Task inputs:
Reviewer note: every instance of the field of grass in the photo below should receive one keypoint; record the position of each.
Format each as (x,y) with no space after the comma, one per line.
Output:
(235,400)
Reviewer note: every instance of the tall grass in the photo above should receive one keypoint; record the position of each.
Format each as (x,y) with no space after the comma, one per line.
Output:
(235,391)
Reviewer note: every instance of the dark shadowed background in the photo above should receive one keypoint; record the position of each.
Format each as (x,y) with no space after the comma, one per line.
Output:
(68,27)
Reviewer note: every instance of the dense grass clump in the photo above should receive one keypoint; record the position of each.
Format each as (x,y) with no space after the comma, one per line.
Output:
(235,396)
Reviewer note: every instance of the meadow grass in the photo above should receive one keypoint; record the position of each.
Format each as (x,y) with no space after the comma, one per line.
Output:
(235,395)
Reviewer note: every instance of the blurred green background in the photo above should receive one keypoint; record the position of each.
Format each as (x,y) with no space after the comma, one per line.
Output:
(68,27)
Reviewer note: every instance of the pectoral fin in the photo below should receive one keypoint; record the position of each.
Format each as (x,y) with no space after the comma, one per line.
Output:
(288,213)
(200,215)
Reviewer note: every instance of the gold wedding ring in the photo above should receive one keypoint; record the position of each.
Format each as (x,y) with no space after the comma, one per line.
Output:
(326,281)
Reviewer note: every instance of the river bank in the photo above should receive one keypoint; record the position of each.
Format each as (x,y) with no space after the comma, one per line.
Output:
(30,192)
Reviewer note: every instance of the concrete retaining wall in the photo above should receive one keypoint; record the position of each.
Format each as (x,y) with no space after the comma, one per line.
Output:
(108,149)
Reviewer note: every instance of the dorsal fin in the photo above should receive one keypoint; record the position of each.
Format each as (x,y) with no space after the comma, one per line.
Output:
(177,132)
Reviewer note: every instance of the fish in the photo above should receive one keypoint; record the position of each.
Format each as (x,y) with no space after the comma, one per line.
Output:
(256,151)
...
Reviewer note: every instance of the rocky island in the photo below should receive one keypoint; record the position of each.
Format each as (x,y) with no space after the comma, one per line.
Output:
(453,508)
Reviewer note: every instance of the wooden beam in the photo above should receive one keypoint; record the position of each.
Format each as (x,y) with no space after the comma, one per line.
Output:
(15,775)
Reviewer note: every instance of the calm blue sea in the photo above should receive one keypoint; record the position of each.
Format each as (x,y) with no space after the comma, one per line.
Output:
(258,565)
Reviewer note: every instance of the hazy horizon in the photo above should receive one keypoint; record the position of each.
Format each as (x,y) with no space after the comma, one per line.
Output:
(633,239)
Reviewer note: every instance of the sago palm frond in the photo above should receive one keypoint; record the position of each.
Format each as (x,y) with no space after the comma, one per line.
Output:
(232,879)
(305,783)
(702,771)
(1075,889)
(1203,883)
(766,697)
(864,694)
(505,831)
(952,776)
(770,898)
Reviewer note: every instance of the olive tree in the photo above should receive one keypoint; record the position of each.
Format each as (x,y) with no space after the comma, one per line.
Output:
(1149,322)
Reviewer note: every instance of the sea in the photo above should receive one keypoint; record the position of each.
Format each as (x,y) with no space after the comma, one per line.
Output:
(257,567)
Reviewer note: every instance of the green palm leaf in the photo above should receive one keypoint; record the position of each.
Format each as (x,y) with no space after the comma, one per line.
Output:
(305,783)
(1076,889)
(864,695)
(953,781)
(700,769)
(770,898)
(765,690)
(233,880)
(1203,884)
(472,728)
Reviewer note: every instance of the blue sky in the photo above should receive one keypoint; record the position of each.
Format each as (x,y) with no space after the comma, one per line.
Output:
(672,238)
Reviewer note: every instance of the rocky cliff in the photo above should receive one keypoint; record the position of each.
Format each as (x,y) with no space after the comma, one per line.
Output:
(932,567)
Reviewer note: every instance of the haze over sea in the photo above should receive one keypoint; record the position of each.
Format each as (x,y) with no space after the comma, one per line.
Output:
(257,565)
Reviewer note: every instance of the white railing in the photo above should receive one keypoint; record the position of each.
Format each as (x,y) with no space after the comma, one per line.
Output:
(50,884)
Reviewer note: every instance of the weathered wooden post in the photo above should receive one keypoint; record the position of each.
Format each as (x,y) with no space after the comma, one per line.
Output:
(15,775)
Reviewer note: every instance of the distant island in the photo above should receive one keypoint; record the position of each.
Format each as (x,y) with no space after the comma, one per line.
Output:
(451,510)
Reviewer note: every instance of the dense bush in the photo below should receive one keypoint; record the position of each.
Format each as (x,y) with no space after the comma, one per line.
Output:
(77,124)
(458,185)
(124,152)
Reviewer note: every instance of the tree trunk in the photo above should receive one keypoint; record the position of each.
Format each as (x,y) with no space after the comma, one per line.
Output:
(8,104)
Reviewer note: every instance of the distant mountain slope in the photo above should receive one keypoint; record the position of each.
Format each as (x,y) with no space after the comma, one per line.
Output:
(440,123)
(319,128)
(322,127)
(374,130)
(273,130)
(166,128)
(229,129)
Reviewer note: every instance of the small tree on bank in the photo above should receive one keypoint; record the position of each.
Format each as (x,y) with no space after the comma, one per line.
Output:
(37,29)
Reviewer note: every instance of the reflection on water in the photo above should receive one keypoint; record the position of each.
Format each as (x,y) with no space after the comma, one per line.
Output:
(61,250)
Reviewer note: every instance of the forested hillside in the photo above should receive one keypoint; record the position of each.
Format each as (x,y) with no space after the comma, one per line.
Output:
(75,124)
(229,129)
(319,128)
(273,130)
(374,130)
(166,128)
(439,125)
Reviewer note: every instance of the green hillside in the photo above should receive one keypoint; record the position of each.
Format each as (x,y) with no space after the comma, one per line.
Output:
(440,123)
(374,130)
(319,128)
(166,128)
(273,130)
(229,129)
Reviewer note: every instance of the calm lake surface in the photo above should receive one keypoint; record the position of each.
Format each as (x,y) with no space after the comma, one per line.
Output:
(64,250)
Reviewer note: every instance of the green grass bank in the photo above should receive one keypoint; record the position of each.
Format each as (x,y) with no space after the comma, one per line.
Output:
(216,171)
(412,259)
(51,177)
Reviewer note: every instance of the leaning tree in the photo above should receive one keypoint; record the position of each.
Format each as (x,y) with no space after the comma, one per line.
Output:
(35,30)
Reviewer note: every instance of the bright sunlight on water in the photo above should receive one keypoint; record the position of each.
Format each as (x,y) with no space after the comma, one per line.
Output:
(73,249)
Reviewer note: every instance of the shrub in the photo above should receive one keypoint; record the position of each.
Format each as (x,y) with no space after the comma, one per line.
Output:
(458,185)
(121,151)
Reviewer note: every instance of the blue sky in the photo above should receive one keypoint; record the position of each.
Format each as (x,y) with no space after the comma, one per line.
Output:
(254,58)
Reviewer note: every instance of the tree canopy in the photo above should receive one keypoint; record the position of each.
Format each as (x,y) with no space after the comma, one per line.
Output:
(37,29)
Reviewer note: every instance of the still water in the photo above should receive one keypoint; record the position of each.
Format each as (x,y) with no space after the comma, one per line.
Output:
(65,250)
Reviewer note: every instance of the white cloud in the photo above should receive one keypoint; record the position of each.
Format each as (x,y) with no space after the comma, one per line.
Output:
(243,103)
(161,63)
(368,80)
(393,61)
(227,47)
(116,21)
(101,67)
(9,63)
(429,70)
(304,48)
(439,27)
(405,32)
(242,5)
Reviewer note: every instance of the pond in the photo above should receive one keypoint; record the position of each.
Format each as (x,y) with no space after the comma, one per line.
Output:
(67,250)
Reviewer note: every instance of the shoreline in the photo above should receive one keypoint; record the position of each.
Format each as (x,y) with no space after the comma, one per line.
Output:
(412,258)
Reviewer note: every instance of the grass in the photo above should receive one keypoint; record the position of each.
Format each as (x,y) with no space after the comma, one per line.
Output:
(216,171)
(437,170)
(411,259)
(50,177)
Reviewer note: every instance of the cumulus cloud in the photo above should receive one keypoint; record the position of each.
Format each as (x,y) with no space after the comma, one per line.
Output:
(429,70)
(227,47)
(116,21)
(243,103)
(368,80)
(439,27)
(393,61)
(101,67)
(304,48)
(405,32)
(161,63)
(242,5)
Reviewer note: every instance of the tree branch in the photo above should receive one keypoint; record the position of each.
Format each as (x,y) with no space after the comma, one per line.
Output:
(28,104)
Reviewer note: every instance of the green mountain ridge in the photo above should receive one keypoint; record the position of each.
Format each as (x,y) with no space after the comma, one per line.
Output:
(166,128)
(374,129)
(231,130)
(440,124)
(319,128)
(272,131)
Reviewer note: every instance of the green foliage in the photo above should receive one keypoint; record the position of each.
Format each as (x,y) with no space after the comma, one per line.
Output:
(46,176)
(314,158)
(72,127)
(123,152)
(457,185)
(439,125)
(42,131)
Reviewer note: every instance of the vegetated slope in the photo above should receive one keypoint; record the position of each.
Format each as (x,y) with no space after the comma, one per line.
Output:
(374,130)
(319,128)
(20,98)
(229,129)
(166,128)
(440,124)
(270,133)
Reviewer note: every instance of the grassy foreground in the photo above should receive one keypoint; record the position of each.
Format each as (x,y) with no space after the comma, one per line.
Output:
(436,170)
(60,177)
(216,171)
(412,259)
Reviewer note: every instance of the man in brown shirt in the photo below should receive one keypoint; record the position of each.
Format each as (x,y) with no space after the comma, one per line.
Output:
---
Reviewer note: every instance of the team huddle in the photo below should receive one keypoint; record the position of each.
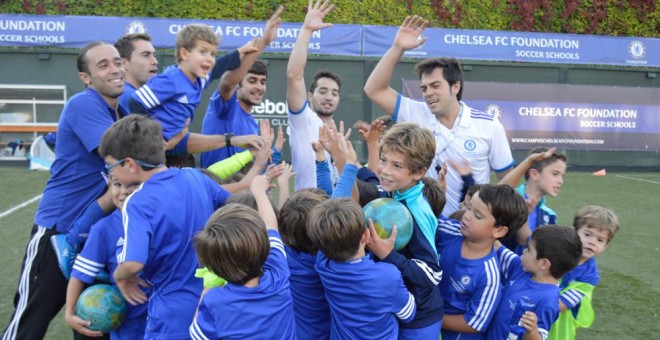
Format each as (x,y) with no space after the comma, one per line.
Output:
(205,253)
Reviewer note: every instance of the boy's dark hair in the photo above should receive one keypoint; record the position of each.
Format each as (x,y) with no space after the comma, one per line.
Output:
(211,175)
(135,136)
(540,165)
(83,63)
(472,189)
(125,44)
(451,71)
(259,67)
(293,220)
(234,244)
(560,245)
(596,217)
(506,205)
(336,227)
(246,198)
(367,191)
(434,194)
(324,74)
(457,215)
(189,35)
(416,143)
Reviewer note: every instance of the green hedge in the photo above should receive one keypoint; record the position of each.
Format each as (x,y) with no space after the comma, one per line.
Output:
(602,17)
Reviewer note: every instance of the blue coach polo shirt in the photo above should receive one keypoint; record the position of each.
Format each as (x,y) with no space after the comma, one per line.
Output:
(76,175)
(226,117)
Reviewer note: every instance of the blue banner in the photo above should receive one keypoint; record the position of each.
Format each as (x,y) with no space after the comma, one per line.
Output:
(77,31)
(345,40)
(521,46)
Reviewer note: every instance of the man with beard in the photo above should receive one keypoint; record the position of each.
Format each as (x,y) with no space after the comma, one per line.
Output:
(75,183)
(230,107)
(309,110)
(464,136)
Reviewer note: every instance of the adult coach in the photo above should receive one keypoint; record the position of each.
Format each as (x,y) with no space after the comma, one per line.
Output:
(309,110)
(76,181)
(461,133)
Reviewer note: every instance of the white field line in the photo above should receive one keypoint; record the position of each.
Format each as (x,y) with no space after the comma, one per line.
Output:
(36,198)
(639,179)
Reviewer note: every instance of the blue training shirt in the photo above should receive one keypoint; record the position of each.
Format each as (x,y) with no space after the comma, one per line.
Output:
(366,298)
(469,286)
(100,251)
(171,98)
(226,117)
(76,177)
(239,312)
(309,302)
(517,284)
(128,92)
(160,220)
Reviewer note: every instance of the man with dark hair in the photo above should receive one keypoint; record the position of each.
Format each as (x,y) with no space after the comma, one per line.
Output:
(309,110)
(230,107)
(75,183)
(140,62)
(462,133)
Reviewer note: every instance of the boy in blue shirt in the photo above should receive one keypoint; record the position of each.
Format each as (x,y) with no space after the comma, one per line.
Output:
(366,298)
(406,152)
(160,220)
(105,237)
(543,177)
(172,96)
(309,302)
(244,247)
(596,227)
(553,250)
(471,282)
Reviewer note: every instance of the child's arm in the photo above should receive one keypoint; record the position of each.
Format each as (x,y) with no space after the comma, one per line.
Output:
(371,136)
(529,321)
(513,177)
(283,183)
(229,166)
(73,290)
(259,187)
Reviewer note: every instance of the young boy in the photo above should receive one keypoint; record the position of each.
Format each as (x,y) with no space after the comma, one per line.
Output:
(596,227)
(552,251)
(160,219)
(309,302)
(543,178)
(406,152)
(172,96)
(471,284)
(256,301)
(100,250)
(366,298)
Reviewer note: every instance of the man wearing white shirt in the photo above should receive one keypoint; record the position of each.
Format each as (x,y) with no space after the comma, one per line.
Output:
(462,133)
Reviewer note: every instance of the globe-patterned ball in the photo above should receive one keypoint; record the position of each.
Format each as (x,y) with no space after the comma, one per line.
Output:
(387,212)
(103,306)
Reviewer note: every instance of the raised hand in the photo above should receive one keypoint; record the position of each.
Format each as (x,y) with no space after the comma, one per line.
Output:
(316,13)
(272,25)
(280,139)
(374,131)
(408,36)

Work required:
Please return a copy of each line in the entries that has the string "background".

Exercise solution:
Reviewer note: every instance of the dark shadowed background in the photo above should receive one keypoint; record the position of each.
Reviewer note: every instance of the blurred green background in the photo above should receive one keypoint; record the position of each.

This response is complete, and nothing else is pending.